(Source material):
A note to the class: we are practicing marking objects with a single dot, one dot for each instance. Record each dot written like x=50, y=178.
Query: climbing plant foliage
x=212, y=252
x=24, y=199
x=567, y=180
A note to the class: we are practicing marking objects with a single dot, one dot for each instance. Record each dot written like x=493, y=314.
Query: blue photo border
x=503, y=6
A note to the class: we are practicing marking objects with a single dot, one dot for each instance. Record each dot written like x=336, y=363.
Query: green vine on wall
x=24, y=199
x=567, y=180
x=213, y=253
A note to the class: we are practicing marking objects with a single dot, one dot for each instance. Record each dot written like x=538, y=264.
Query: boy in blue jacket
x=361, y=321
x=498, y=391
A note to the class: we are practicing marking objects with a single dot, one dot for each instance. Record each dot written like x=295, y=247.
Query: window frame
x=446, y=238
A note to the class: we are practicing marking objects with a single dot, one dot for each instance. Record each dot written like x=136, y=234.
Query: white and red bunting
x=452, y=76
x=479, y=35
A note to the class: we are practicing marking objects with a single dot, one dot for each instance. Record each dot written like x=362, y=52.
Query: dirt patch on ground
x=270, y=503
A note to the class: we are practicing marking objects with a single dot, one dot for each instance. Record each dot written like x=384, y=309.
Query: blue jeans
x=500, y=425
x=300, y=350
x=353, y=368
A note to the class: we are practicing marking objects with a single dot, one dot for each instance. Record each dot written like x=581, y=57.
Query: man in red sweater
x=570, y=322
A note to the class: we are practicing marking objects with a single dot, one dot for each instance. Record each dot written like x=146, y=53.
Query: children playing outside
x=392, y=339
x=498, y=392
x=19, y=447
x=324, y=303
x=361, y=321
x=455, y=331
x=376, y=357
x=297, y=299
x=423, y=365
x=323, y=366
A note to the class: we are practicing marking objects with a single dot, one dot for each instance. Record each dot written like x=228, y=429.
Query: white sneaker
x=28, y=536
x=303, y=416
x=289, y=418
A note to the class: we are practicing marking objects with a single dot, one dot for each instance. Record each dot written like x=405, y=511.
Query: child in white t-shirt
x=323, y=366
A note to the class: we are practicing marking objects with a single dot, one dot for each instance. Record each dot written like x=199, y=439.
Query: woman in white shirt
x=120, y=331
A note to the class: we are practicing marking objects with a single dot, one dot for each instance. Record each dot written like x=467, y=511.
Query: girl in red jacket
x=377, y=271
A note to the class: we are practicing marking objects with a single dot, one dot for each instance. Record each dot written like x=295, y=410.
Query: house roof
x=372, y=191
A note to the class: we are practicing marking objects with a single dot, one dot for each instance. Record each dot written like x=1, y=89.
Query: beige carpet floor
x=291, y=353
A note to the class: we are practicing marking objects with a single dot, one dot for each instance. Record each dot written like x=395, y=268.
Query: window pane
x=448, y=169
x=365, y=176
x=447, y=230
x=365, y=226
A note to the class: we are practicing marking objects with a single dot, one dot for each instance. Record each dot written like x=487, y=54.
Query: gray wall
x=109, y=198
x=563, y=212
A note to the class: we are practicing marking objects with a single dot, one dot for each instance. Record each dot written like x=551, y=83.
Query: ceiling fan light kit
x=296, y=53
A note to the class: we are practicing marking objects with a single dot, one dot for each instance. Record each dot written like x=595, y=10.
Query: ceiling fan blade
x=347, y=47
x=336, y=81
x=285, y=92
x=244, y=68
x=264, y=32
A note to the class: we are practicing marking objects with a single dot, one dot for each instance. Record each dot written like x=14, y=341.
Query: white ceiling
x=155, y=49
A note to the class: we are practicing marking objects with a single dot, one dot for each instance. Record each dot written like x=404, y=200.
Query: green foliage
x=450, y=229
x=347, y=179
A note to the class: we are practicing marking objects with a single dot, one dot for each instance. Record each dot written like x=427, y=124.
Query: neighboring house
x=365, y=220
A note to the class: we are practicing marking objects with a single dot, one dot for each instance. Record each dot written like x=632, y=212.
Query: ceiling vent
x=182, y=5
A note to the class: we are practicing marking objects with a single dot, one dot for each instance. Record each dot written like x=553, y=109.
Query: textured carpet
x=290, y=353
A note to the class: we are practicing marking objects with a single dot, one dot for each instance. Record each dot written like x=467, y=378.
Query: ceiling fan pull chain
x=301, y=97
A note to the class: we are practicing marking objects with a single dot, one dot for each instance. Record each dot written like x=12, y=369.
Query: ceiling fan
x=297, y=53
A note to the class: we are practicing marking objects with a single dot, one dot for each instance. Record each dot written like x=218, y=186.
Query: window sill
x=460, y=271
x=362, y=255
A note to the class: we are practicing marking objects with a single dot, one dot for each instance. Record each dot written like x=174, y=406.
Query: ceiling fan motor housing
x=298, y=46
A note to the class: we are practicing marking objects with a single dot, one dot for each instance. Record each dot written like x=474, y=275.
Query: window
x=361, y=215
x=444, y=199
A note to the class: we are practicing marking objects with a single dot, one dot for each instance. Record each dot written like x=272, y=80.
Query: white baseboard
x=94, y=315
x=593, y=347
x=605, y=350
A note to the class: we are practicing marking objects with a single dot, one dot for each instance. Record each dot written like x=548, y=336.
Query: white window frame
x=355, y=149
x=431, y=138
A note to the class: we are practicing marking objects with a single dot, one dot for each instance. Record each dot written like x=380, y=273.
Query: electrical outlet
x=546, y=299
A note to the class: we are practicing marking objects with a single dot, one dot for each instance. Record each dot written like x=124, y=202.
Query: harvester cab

(Goal of the exercise):
Copy the entire listing above verbatim, keeping every line and character unchanged.

(Solution for this problem):
A note to the class: we are practicing marking objects with a single dot, one dot for each instance. Record each dot written like x=50, y=178.
Query: climbing plant foliage
x=212, y=252
x=24, y=199
x=567, y=180
A note to the class: we are practicing marking objects with a single dot, one dot for each instance. Record each dot written like x=493, y=314.
Query: blue photo border
x=503, y=6
A note to the class: we are practicing marking objects with a single dot, one dot for each instance. Record each dot written like x=336, y=363.
Query: green vine on wall
x=24, y=199
x=567, y=180
x=213, y=253
A note to the class: we are practicing marking objects with a single dot, one dot for each instance. Record each dot written like x=538, y=264.
Query: boy in blue jacket
x=361, y=321
x=498, y=391
A note to the class: we are practicing marking objects with a single dot, one dot for each instance. Record each dot written like x=295, y=247.
Query: window frame
x=446, y=238
A note to the class: we are practicing marking objects with a single dot, one dot for each instance. Record each dot written like x=136, y=234.
Query: white and red bunting
x=452, y=76
x=479, y=35
A note to the class: we are practicing marking objects with a single dot, one dot for each instance. Record each dot written like x=362, y=52.
Query: dirt patch on ground
x=270, y=503
A note to the class: we are practicing marking objects with a single dot, one dot for each instance. Record each dot written like x=384, y=309.
Query: blue jeans
x=500, y=425
x=300, y=350
x=353, y=368
A note to the class: we are practicing marking objects with a single dot, one dot for each instance. Record each dot written like x=581, y=57.
Query: man in red sweater
x=570, y=322
A note to the class: we are practicing marking objects with a single dot, one dot for each instance. Record each dot written like x=146, y=53.
Query: children playing outside
x=392, y=339
x=498, y=392
x=19, y=447
x=324, y=303
x=361, y=321
x=455, y=331
x=376, y=357
x=297, y=299
x=423, y=365
x=323, y=366
A note to the class: we are practicing marking objects with a single dot, one dot for each instance. Record each dot written like x=228, y=429.
Query: white sneaker
x=28, y=536
x=303, y=416
x=289, y=418
A note to the class: we are practicing marking objects with a single dot, one dot for each instance. Record each dot written like x=405, y=511.
Query: child in white t-shirt
x=323, y=366
A note to the class: we are practicing marking objects with a single dot, one dot for each instance. Record each dot written like x=199, y=439.
Query: woman in white shirt
x=120, y=331
A note to the class: we are practicing marking objects with a single dot, one dot for each instance. Record each dot written like x=467, y=511.
Query: girl in red jacket
x=377, y=271
A note to the class: we are practicing marking objects with a single dot, one dot for each instance. Record each dot written like x=295, y=410.
Query: house roof
x=372, y=191
A note to the class: we are practicing marking objects with a single dot, one dot for each instance. Record each dot written like x=1, y=89.
Query: beige carpet floor
x=291, y=353
A note to the class: we are practicing marking objects with a single dot, one dot for each instance. Record each dot written like x=395, y=268.
Query: window pane
x=448, y=169
x=365, y=176
x=447, y=230
x=365, y=226
A note to the class: we are practicing marking objects with a single dot, one dot for each instance. Record each dot written like x=487, y=54.
Query: gray wall
x=109, y=198
x=563, y=212
A note to the class: we are practicing marking objects with a single dot, one dot for each instance. Record each dot written like x=551, y=83.
Query: ceiling fan light kit
x=296, y=53
A note to the class: we are practicing marking objects with a single dot, one dot for each instance. Record each dot written like x=595, y=10.
Query: ceiling fan blade
x=347, y=47
x=336, y=81
x=285, y=92
x=244, y=68
x=264, y=32
A note to the class: we are practicing marking objects with a single dot, one dot for each instance. Record each dot written like x=14, y=341.
Query: white ceiling
x=155, y=49
A note to the class: we are practicing marking objects with a single dot, one dot for each instance. Record each dot written like x=404, y=200.
Query: green foliage
x=450, y=229
x=347, y=179
A note to the class: we are practicing marking objects with a single dot, one dot for each instance. Record each dot written like x=427, y=124.
Query: neighboring house
x=365, y=220
A note to the class: we are practicing marking objects with a single dot, one dot for each instance. Record each dot written like x=632, y=212.
Query: ceiling vent
x=182, y=5
A note to the class: we are practicing marking objects with a single dot, one dot for each instance. Record each dot written like x=553, y=109.
Query: textured carpet
x=290, y=353
A note to the class: we are practicing marking objects with a single dot, one dot for each instance. Record each dot written like x=467, y=378.
Query: ceiling fan pull chain
x=301, y=97
A note to the class: we are practicing marking objects with a single dot, one dot for each instance. Record each dot written like x=12, y=369.
Query: ceiling fan
x=297, y=53
A note to the class: we are practicing marking objects with a single dot, one dot for each instance. Record each dot written like x=218, y=186.
Query: window sill
x=460, y=271
x=362, y=255
A note to the class: we are practicing marking objects with a single dot, one dot for each instance. Record each dot written like x=174, y=406.
Query: ceiling fan motor housing
x=298, y=46
A note to the class: we are practicing marking objects with a single dot, one dot for each instance. Record each dot written like x=474, y=275.
Query: window
x=361, y=215
x=444, y=199
A note to the class: we are practicing marking objects with a single dot, one dot for each instance. Record each dot written like x=272, y=80.
Query: white baseboard
x=94, y=315
x=593, y=347
x=605, y=350
A note to the class: we are practicing marking objects with a single dot, one dot for each instance. Record each dot written like x=548, y=336.
Query: white window frame
x=355, y=149
x=431, y=138
A note to the class: we are practicing marking objects with a single dot, one dot for each instance. Record each dot written like x=380, y=273.
Query: electrical outlet
x=546, y=299
A note to the class: we are practicing marking objects with a single dot, one dot for each instance. Record each dot written like x=124, y=202.
Query: harvester cab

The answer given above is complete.